- _Work instructions_:
1. Answer these questions about the preprocessing pipelines text:
(a) Which imputation strategy does the text give for categorical features?
(b) Which scaler is added in the numericTransformScaled pipeline?
(c) How many splits does the KFold cross-validation use?
2. Quote the preprocessing pipelines text word for word from "7) Preprocessing Pipelines" to "one hot encoded.".
3. Continue the preprocessing pipelines text from its final line.

━━━ Text segment

7) Preprocessing Pipelines

- Missing values are imputed (median for numeric, most frequent for categorical).
- Categorical features are one hot encoded.
- Standardization is applied for SVR and ANN (distance based and gradient based methods), but not required for plain linear regression.

In [8]:

def dropSelectedColumns(data: pd.DataFrame, targets: List[str]) -> pd.DataFrame:
    return data.drop(targets, errors="ignore")

xTrainPrepared = dropSelectedColumns(engineerFeatures(xTrain), droppedMulticollinear)

numFeatures = xTrainPrepared.select_dtypes(include=[np.number]).columns.tolist()
catFeatures = xTrainPrepared.select_dtypes(exclude=[np.number]).columns.tolist()

numericTransformLinear = Pipeline(steps=[
    ("imputer", SimpleImputer(strategy="median"))
])

numericTransformScaled = Pipeline(steps=[
    ("imputer", SimpleImputer(strategy="median")),
    ("scaler", StandardScaler())
])

categoricalTransform = Pipeline(steps=[
    ('imputer', SimpleImputer(strategy='most_frequent')),
    ('onehot', OneHotEncoder(handle_unknown='ignore', sparse_output=False))
])

preprocessorLinear = ColumnTransformer(transformers=[
    ("num", numericTransformLinear, numFeatures),
    ("cat", categoricalTransform, catFeatures)
])

preprocessorScaled = ColumnTransformer(transformers=[
    ('num', numericTransformScaled, numFeatures),
    ('cat', categoricalTransform, catFeatures),
])

featureEngineeringStep = FunctionTransformer(engineerFeatures, validate=False)
dropMulticolStep = FunctionTransformer(lambda d: dropSelectedColumns(d, droppedMulticollinear), validate=False)

cv = KFold(n_splits=5, shuffle=True, random_state=RANDOM_STATE)

━━━━━━
━━━ Data for analysis

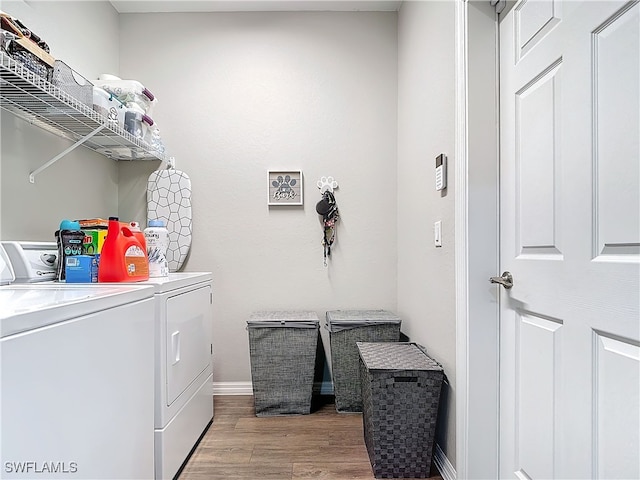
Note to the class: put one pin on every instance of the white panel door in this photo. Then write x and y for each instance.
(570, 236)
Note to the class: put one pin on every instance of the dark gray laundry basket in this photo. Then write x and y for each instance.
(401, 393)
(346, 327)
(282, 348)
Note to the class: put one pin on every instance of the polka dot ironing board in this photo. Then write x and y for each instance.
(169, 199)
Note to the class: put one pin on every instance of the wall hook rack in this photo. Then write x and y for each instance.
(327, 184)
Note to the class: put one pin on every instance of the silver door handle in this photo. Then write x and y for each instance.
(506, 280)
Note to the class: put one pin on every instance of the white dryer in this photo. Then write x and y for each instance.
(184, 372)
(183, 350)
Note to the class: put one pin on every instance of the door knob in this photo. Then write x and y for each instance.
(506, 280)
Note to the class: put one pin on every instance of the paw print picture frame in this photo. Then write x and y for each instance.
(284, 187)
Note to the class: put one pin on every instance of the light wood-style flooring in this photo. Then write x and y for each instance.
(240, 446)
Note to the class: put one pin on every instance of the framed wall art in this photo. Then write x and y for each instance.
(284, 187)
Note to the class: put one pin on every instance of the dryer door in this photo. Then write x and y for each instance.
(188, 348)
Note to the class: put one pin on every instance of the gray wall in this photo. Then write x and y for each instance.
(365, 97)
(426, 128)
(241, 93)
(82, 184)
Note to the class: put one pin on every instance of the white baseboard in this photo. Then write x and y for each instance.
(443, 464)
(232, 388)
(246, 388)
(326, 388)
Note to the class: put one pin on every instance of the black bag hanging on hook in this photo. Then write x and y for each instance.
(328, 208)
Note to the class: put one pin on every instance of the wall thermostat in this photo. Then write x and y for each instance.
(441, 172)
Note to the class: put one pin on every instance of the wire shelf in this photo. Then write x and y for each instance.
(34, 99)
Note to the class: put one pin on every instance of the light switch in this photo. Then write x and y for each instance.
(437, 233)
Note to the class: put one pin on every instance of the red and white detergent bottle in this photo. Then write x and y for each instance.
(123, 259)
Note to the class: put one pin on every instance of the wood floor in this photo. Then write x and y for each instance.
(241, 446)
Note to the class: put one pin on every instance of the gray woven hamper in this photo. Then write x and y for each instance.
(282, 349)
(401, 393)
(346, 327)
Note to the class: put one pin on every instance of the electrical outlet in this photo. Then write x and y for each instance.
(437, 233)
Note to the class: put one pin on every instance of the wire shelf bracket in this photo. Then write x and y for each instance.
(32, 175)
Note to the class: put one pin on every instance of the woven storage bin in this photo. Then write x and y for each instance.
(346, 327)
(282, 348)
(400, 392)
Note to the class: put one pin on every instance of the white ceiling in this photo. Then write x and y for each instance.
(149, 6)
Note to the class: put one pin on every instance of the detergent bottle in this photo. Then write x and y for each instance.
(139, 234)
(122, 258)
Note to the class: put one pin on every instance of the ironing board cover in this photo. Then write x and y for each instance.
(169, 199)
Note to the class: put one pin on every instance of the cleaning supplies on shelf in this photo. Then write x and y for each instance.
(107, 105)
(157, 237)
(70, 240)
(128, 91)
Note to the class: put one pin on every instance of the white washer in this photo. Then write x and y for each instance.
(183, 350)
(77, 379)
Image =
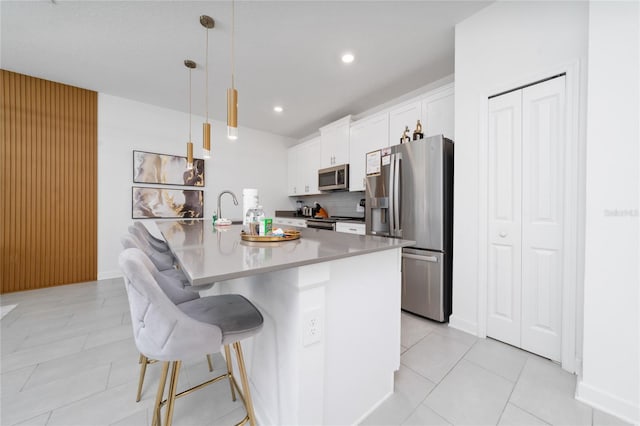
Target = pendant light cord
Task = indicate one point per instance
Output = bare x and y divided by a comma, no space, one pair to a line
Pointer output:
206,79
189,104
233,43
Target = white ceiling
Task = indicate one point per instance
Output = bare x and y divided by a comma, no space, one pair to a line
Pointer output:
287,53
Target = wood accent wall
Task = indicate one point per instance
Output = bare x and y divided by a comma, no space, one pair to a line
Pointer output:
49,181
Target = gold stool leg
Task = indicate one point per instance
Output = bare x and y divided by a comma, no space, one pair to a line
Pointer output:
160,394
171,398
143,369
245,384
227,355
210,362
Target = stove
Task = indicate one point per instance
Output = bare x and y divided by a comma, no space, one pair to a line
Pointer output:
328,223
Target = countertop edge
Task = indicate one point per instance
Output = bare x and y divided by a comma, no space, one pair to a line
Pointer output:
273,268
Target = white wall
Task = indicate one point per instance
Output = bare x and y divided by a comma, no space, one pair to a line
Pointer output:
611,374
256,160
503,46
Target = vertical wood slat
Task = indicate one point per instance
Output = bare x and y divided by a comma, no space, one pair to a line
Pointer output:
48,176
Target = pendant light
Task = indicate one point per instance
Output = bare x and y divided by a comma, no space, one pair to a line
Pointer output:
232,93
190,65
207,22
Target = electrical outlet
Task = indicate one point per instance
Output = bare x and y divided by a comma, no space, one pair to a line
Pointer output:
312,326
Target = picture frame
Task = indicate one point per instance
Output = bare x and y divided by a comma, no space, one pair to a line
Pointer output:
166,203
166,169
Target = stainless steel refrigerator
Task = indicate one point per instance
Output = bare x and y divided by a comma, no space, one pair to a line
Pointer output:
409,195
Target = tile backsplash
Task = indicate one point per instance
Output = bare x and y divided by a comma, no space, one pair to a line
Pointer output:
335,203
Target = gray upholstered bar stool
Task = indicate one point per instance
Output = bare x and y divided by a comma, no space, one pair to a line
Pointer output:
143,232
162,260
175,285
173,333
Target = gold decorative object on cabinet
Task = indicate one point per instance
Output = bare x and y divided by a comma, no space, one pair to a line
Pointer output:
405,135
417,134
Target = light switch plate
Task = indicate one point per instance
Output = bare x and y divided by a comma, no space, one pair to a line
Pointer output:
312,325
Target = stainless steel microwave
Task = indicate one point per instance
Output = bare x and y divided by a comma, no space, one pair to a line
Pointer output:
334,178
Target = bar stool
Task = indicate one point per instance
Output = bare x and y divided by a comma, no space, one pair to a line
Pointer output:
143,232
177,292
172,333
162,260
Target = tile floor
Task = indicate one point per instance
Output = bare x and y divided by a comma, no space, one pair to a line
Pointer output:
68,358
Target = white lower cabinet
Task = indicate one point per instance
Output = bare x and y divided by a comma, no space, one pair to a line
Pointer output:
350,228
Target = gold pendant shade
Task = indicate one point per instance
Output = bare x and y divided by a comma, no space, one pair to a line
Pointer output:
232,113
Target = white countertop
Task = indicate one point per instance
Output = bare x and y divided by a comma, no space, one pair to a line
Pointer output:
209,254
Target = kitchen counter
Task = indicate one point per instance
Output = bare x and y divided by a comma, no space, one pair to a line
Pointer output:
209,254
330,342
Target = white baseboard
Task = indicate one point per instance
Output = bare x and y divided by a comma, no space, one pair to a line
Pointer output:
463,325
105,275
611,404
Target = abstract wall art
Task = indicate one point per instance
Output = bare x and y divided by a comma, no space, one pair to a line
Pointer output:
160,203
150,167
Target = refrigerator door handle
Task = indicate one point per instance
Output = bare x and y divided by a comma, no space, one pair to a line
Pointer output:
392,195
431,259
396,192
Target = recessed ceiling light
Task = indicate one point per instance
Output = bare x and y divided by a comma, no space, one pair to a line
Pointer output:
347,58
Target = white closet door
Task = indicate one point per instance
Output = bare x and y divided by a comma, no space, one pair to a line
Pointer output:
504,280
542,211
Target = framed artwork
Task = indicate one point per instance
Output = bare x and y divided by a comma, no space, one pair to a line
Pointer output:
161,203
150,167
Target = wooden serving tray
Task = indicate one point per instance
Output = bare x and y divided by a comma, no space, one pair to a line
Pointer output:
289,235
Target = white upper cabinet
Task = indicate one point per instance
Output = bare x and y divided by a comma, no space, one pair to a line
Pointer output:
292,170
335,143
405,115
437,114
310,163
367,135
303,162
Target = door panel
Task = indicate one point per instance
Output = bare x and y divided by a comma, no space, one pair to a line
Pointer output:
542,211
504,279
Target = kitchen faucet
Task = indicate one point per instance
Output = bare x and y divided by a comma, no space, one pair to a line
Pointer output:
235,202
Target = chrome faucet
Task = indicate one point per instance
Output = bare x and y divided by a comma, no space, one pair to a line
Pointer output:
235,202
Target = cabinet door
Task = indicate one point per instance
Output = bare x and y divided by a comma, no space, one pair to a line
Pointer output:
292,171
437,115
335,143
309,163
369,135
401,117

━━━━━━

- _Task answers_:
1.
(a) Most frequent
(b) StandardScaler
(c) 5

2.
7) Preprocessing Pipelines

- Missing values are imputed (median for numeric, most frequent for categorical).
- Categorical features are one hot encoded.

3.
print(f'Numeric features: {len(numFeatures)}')
print(f'Categorical features: {len(catFeatures)}')

Numeric features: 42 Categorical features: 43

8) Build Models and Hyperparameter Search

All models use Pipeline and are tuned with CV search.

In [9]:

def rmse(yTrue, yPred):
    return np.sqrt(mean_squared_error(yTrue, yPred))

pipeLR = Pipeline(steps=[
    ("feat", featureEngineeringStep),
    ("drop_multi", dropMulticolStep),
    ("prep", preprocessorLinear),
    ("model", LinearRegression())
])

pipeSVR = Pipeline(steps=[
    ("feat", featureEngineeringStep),
    ("drop_multi", dropMulticolStep),
    ("prep", preprocessorScaled),
    ("model", SVR())
])

pipeANN = Pipeline(steps=[
    ("feat", featureEngineeringStep),
    ("drop_multi", dropMulticolStep),
    ("prep", preprocessorLinear),
    ("model", MLPRegressor(
        random_state = RANDOM_STATE,
        max_iter = 2000,
        early_stopping = True,
        validation_fraction=0.1
    ))
])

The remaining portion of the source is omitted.